◆ GIVEN RECORDS
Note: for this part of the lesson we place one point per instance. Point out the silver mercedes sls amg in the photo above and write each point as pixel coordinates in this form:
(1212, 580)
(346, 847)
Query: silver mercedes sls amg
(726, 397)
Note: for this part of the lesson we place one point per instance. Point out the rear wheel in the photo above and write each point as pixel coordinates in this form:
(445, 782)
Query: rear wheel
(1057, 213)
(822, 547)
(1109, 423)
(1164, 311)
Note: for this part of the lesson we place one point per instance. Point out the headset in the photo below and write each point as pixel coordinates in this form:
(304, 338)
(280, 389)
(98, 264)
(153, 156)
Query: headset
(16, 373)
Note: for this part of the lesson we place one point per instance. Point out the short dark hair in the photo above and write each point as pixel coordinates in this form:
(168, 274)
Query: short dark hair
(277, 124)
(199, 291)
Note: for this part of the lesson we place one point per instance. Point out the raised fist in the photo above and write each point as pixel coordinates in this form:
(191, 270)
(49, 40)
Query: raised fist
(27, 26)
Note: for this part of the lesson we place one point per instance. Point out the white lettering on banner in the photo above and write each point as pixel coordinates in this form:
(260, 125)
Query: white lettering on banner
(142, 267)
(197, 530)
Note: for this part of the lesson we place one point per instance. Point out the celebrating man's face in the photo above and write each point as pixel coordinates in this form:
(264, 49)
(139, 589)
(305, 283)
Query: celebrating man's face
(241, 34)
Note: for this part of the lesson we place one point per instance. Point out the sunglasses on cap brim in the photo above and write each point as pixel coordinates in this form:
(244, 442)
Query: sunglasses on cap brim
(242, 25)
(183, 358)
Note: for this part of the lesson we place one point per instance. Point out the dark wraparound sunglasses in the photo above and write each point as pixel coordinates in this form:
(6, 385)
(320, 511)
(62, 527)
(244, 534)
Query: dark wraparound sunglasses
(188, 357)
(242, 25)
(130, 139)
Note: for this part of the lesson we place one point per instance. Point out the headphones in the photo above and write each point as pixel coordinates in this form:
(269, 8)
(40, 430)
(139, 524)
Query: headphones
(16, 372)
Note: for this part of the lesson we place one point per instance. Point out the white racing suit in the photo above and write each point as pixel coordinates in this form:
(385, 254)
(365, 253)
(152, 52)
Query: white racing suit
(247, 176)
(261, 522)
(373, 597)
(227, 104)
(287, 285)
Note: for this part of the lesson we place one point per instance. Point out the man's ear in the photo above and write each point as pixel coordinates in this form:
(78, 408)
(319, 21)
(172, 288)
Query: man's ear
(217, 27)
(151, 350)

◆ EXERCISE REQUIREMENTS
The listing above should be transcribed in full, exactly as written.

◆ TASK ANSWER
Note: for this part of the lesson we place one point per instance. Point out the silver mercedes sls amg in the photo above and write each point as pixel coordinates in this form:
(1212, 580)
(346, 847)
Query: silver mercedes sls amg
(726, 397)
Note: for this part of the lesson we place one point per instance. Point out the rear wheel in the photo above and write each point as pixel coordinates in this form:
(445, 782)
Query: rear wheel
(1057, 213)
(822, 547)
(1109, 423)
(1164, 311)
Note: for this part of the lesson we place one point per instance. Point out the headset in the photo below and write each point as pixel coordinates in this form:
(304, 338)
(280, 389)
(98, 264)
(153, 156)
Query: headset
(16, 373)
Note: for this part of the lesson we place one point per instance. Point out the short dark hair in the photo above and write each point as pixel coordinates in this form:
(168, 274)
Query: short dark hair
(277, 124)
(199, 291)
Note: for this part of the lesson we place one point per instance. Point out the raised fist in the photo above and write each point as pixel coordinates in this form:
(191, 270)
(49, 40)
Query: raised fist
(27, 26)
Note: for this part of the lesson we place one point per instance. Point out the white lettering on banner in the photo above and write each point as pixel coordinates in this form:
(260, 125)
Query: white lettering on banner
(142, 267)
(197, 530)
Note: for this part of the lesson we place one point per instance. Point out the celebrating man's face in the photo above and write each point as pixel coordinates in this form:
(264, 49)
(139, 589)
(305, 283)
Query: celebrating man's face
(241, 34)
Note: for this part of the lesson we place one point per instance. Point out the sunglasses on cap brim in the photo above and write each point as pixel coordinates in this form:
(244, 442)
Query: sunglasses on cap brim
(242, 25)
(183, 358)
Note: for this part of the lesson we place one point per instance. Point out the dark wraparound sunglasses in the photo above and write each point as pixel coordinates in this form:
(6, 385)
(320, 511)
(62, 527)
(244, 534)
Query: dark wraparound sunglasses
(188, 357)
(242, 25)
(130, 139)
Note: for this part of the lesson we place one point per instance. Point out the headphones in the photo above and write each point as pixel coordinates in this form:
(269, 8)
(40, 430)
(139, 524)
Query: headphones
(16, 372)
Note: for this part of the lesson we place one point per instance. Point out the white racing suit in the photo above and write each point as pixel coordinates in this form:
(385, 254)
(365, 253)
(152, 52)
Query: white racing suit
(247, 176)
(261, 522)
(373, 597)
(227, 104)
(287, 285)
Note: for this part of the lesson we place one point per instance. Point out the man's ear in the photo above and write each point as pixel coordinates in this form:
(78, 408)
(319, 21)
(172, 288)
Query: man's ear
(217, 27)
(151, 350)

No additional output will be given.